**** TRECHO DO TEXTO
Os bastidores do futebol mundial vasculhado por um craque
do jornalismo investigativo. Jamil Chade, correspondente internacional do
jornal O Estado de São Paulo, revela,
em ampla pesquisa, o submundo das negociatas e corrupção que acabaram levando à
prisão, vários dirigentes do futebol mundial, incluindo o ex-presidente da CBF,
José Maria Marin.
Uma obra fundamental na literatura esportiva brasileira e
mundial: "Política, Propina e Futebol" (Editora Objetiva).
Calendário de lançamentos: dia 24/11, Livraria Cultura, em Porto Alegre. Dia 27/11, Livraria Cultura, Conjunto Nacional, em São Paulo. Sempre às 19hs.
Calendário de lançamentos: dia 24/11, Livraria Cultura, em Porto Alegre. Dia 27/11, Livraria Cultura, Conjunto Nacional, em São Paulo. Sempre às 19hs.
Sinopse:
Em um
trabalho de denúncia que é o resultado de 15 anos de cobertura da Fifa, o autor
entra na intimidade de vários dos cartolas hoje detidos, revela conversas
esclarecedoras e desvenda acordos milionários.
O autor,
porém, não se limita a investigar apenas o mundo do futebol. Em seu livro,
Chade apresenta a rede de cúmplices – na política e no mundo empresarial – que
alimentou um esquema de corrupção e troca de favores.
Em “Propina,
Política e Futebol”, o autor traz importantes revelações:
- Detalhes
de como funcionava o pagamento de propinas.
- Revelações
de como o dinheiro que deveria ser usado para obras sociais e construção de
campos para jovens foi desviado para contas secretas.
- Os acordos
secretos da CBF que transformaram a seleção brasileira em um produto explorado
comercialmente pelos dirigentes, sem qualquer plano esportivo.
- O uso de
paraísos fiscais para desviar milhões de dólares dos amistosos da seleção
brasileira.
- Chade, ao contrário
da tendência de apontar a Fifa como única responsável pela corrupção, revela
como os dirigentes tiveram cúmplices em diversos dos escândalo, inclusive de
político.
Literatura na Arquibancada apresenta abaixo um dos
capítulos da obra:
“A vez do
torcedor-cidadão”
Por Jamil
Chade
Talvez em nenhum momento na história do Brasil e das Copas do Mundo a
política tenha se articulado tanto com o esporte. Desde junho de 2013 a
política acompanhou o desenrolar do torneio. Às vésperas da abertura havia um
clima de desmobilização torcedora, uma apatia torcedora, e isso foi se
modificando. Aquilo começou a se transformar em uma mobilização da torcida
verde-amarela e curiosamente na desmobilização das manifestações sociais e
mesmo dos movimentos grevistas de várias categorias que haviam se apresentado
no mês de maio e começo de junho.
********
## CONJUNTO DE TAREFAS
**1.** Repita sem alterações as linhas que vêm abaixo, da que contém "Could you please point out the woman's black" até a que contém "[(1139, 704)]", incluindo as duas.
**2.** Dê continuidade ao texto sobre a corrupção nos bastidores do futebol mundial a partir da última frase apresentada.
**** ENTRADA
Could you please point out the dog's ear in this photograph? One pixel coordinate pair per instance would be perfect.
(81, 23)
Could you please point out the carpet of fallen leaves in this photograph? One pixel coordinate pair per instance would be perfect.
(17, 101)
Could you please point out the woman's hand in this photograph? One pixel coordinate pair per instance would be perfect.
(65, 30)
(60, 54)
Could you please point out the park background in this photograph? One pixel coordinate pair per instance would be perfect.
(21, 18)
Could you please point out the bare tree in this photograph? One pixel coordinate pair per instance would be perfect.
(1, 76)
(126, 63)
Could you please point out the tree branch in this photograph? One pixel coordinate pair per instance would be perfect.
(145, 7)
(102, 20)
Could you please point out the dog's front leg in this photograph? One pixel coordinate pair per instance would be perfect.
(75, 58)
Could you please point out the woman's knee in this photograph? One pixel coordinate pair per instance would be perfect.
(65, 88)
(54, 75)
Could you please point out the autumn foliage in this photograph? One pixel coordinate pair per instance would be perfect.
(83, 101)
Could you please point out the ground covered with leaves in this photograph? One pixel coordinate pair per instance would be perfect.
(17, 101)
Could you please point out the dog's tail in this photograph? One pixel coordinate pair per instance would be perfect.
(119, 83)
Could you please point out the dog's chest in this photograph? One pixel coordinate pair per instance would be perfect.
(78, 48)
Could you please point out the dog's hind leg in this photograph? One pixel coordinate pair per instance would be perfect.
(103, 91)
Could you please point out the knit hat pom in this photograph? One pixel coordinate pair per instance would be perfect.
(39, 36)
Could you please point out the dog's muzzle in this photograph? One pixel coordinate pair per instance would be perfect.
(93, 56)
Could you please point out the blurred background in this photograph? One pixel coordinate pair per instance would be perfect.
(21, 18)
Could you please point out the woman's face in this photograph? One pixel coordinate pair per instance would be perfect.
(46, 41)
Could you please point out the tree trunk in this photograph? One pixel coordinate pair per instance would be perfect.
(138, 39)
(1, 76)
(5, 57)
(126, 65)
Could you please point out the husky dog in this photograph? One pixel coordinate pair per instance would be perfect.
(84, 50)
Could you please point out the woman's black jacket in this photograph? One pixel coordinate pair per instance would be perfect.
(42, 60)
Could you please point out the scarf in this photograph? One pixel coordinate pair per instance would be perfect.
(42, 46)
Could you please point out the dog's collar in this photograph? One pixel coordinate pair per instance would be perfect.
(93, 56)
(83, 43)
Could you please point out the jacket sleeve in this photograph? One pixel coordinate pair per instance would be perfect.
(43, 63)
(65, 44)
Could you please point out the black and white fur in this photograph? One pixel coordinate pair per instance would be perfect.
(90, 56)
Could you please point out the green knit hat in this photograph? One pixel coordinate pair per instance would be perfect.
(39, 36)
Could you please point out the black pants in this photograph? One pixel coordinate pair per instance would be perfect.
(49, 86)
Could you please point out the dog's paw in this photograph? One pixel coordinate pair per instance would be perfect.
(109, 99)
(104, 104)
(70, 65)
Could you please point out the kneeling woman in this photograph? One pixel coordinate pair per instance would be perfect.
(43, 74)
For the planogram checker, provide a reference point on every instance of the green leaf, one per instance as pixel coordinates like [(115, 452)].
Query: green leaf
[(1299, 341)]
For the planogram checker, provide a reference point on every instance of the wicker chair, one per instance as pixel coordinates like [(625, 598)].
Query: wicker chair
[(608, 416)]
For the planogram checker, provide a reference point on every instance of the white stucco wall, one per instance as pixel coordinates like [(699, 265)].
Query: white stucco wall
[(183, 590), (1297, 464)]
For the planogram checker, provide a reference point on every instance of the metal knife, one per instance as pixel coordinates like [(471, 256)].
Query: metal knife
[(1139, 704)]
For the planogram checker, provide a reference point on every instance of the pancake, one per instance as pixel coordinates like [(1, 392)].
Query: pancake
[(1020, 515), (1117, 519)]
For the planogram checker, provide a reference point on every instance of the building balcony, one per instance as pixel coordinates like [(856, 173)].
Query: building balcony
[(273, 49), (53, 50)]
********
## RESPOSTAS ABAIXO
**1.**
Could you please point out the woman's black jacket in this photograph? One pixel coordinate pair per instance would be perfect.
(42, 60)
Could you please point out the scarf in this photograph? One pixel coordinate pair per instance would be perfect.
(42, 46)
Could you please point out the dog's collar in this photograph? One pixel coordinate pair per instance would be perfect.
(93, 56)
(83, 43)
Could you please point out the jacket sleeve in this photograph? One pixel coordinate pair per instance would be perfect.
(43, 63)
(65, 44)
Could you please point out the black and white fur in this photograph? One pixel coordinate pair per instance would be perfect.
(90, 56)
Could you please point out the green knit hat in this photograph? One pixel coordinate pair per instance would be perfect.
(39, 36)
Could you please point out the black pants in this photograph? One pixel coordinate pair per instance would be perfect.
(49, 86)
Could you please point out the dog's paw in this photograph? One pixel coordinate pair per instance would be perfect.
(109, 99)
(104, 104)
(70, 65)
Could you please point out the kneeling woman in this photograph? One pixel coordinate pair per instance would be perfect.
(43, 74)
For the planogram checker, provide a reference point on every instance of the green leaf, one per instance as pixel coordinates like [(115, 452)].
Query: green leaf
[(1299, 341)]
For the planogram checker, provide a reference point on every instance of the wicker chair, one per instance as pixel coordinates like [(625, 598)].
Query: wicker chair
[(608, 416)]
For the planogram checker, provide a reference point on every instance of the white stucco wall, one per instance as pixel coordinates like [(699, 265)].
Query: white stucco wall
[(183, 590), (1297, 464)]
For the planogram checker, provide a reference point on every instance of the metal knife, one per instance as pixel coordinates like [(471, 256)].
Query: metal knife
[(1139, 704)]

**2.**
De fato, se o governo alertou dias antes de o Mundial começar que quem
usasse a Copa para ganhar votos “quebraria a cara”, foi justamente o Palácio
do Planalto que se apressou em instrumentalizar o fato de que o caos não
aconteceu para ganhar créditos políticos. O governo federal convocou a imprensa
e informou que 1 milhão de turistas estrangeiros visitaram o Brasil, superando
a meta dos organizadores. Desse total, 95% disseram que queriam voltar no
futuro e deixaram no país o equivalente a US$700 milhões. Dilma Rousseff
declararia, na época: “Nós vivemos, nesses dias, uma festa fantástica. Mais uma
vez, o povo brasileiro revelou toda a sua capacidade de bem receber. Mais uma
vez, os brasileiros, aí incluídos o governo federal, os governos estaduais nas
doze cidades-sede, os prefeitos das doze cidades-sede e, sem sombra de dúvida,
os torcedores e todos os amantes do futebol, asseguraram uma festa que, eu
tenho certeza, é, sem dúvida, uma das mais bonitas do mundo. A gente dizia que
ia ter a Copa das Copas. Tivemos a Copa das Copas. Tivemos, sem tergiversar, um
problema que foi a nossa partida, nosso jogo com a Alemanha. No entanto,
acredito que tudo na vida é superação. Derrotamos, sem dúvida, essa previsão
pessimista e realizamos, com imensa e maravilhosa contribuição do povo, essa
Copa das Copas”.
Tanto o governo como a oposição mudaram de discurso sobre a Copa do Mundo
em cada novo lance. Em 30 de maio de 2014, antes de a Copa começar, o ministro
da Fazenda, Guido Mantega, afirmou que o evento ajudaria a melhorar a
economia do país e que o resultado do PIB no segundo trimestre de 2014
provavelmente seria mais favorável que nos três primeiros meses do ano. Mas,
semanas depois de o Mundial terminar, o mesmo Mantega tinha outra avaliação. Na
verdade, a Copa havia prejudicado o PIB do trimestre.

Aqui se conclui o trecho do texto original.